=== Work to complete ===
[1] Translate into French this sentence from the helicopter drivetrain investigation text: "The engine and associated fuel-control components performed normally during all phases of the testing."
[2] In the helicopter drivetrain investigation text, why did investigators conclude that water had been present in the freewheel unit? Answer in one to three sentences.
[3] Write the next part of the helicopter drivetrain investigation text, starting after its final sentence.

Extracted text start

The interior components of the freewheel unit were relatively dry and were coated with a residue of reddish-brown color and consistency ranging from oily to paste-like. A metallurgical analysis revealed that the residue was composed of oil and steel corrosion product (iron oxide or rust). Rust is a form of corrosion that results when the iron component of steel reacts with oxygen in the presence of water and creates an oxide that is red in color. Water can enter aircraft components by a variety of means including condensation, operation in rain and snow or during washing. It was evident that water had been present at some time however the source of the water could not be determined.
No wear particles were found. The sprag clutch raceway showed discoloration and multiple sprag engagement markings. The aft bearing showed signs of overheating and deterioration indicated by bluing and flat spots on the rollers. The outer diameter of the outer race showed circumferential rubbing marks consistent with rotation in its bore. The sprag clutch working surfaces showed some corrosion pitting as well as smearing consistent with heavy engagement. A representative sprag was selected for scanning electron microscope (SEM) examination. The working surface of the sprag showed surface deformation and smearing in the direction of engagement, consistent with clutch overload. Corrosion damage that predated the occurrence was also observed on the sprag surface. The driven side of the splines of the freewheel input shaft exhibited a non-uniform wear pattern that varied from forward to aft. Likewise, wear on the outboard bearing land was not uniform around the circumference.
Engine testing and examination
The engine with original fuel-control components was prepared for testing and was installed in a test cell. The engine and associated fuel-control components performed normally during all phases of the testing. To simulate a failed-freewheel-assembly engagement, the engine was accelerated from idle (63% N1 rpm) to full throttle with minimal load on the output shaft from the test cell dynamometer. In this condition an N1 rpm of 75% was sufficient to accelerate the N2 gear train until the governor held the N2 rpm steady at 104%.
TSB Laboratory examination results
Examination of the torque indicator revealed no useful information. Examination of the material blocking the outlet restrictor fitting (P/N 206-040-254-001) by SEM indicated that the material consisted mainly of corrosion products.
The following TSB Laboratory reports were completed:
- LP152/2011 Torque Indicator Examination
- LP153/2011 Examination of Helicopter Mast, Oil Cooler, Freewheel & Clutch Assemblies
The crew responded decisively to an emergency at a critical stage of flight in close proximity to the ground, and performed a successful autorotation landing. Neither environmental nor operational factors contributed to the occurrence. The analysis will address technical aspects relating to the helicopter's drivetrain.

Extracted text end
Collected data start

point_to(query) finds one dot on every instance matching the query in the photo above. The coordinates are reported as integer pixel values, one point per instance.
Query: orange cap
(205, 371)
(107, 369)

Collected data end

=== Exercise responses ===
[1] Le moteur et les composants de régulation carburant associés ont fonctionné normalement pendant toutes les phases des essais.

[2] The residue in the freewheel unit contained steel corrosion product (rust). Rust forms when the iron in steel reacts with oxygen in the presence of water, so water must have been there at some time. The source of the water could not be determined.

[3]
Bell TB 206-79-31 introduces a filter at the transmission oil outlet intended to prevent contamination of the restrictor. Although the filter was originally introduced to prevent particles of cut o-rings from contaminating the restrictor, it is likely that the filter would also be effective protection from other types of debris. This bulletin was optional and had not been incorporated, which increased the risk of contamination of the restrictor. The resulting reduction of oil flow may result in freewheel-assembly damage.
Since the installation of the freewheel assembly in March 2004, the aircraft had a relatively low annual utilization averaging approximately 145 hours per year interspersed with periods of inactivity. Chapter 10 of the Bell Standard Practices Manual provides procedures for aircraft preservation for storage and reactivation. However, there was no indication that these procedures were applied. The internal corrosion of the transmission oil cooler union, tube and freewheel assembly components predated the accident and indicates that water had been present in the transmission oil system. The transmission, oil cooler and piping had been installed in February 2002. Between then and March 2004, the aircraft flew approximately 722 hours so it is likely that the corrosion developed later. The investigation could not determine the source of the water contamination. It is likely that moisture was introduced into the transmission and freewheel oil system as condensation during periods of inactivity. The presence of moisture in the oil system would have led to corrosion in the freewheel assembly and transmission oil cooler fittings. This was indicated by the iron oxide paste that coated the internal components of the freewheel and pitting of the sprag surfaces, as well as the corrosion of the aluminum inlet union and magnesium outlet pipe attached to the transmission oil cooler. The pressure oil supply from the main rotor transmission to the freewheel assembly was reduced by a blockage at the restrictor (P/N 206-040-254-001) consisting of aluminum and magnesium corrosion products released from the transmission oil cooler union and pipe. The oil flow to the freewheel assembly was severely reduced. Operation without adequate lubrication resulted in damage and overheating of the already corroded internal components.
The freewheel assembly did not engage as the throttle was rolled on during a power recovery autorotation. As the helicopter was leveled with aft cyclic input, the rotor rpm began to decrease even though the engine began to spool up. The engine test runs indicated that an N1 rpm of 75% (12% above idle), was sufficient to accelerate an unloaded N2 gear train to approximately 104% N2 rpm. The rotor rpm decay indicates that the engine power was not being transmitted to the rotor system. When the sprag clutch suddenly engaged, the inertia built up in the N2 gear train was resisted by the mass of the decelerating main rotor resulting in the overstress failure of the mast. The acceleration of the lower portion of the mast instantly caused the pitch links to contact the swashplate drive link and break the collar set away from the mast. The swashplate outer ring was pulled around by the main rotor via the pitch links until the drive link rotated down and jammed against the inner (fixed) swashplate ring. The main rotor continued to decelerate and the pitch links wound around the spinning lower mast and pulled the main rotor blades to nearly 90° negative pitch before failing in tension. As the main rotor came to a stop it flapped to one side and a blade bumped into the tail boom. The metal particles found in the transmission lower mast bearing support area were generated by the lower mast abrading against the upper mast stub. The lower mast came to a stop when the crew shut down the engine.
Findings as to causes and contributing factors
- At some point, moisture had entered the transmission oil causing contamination and corrosion of the internal components of the freewheel assembly and oil system.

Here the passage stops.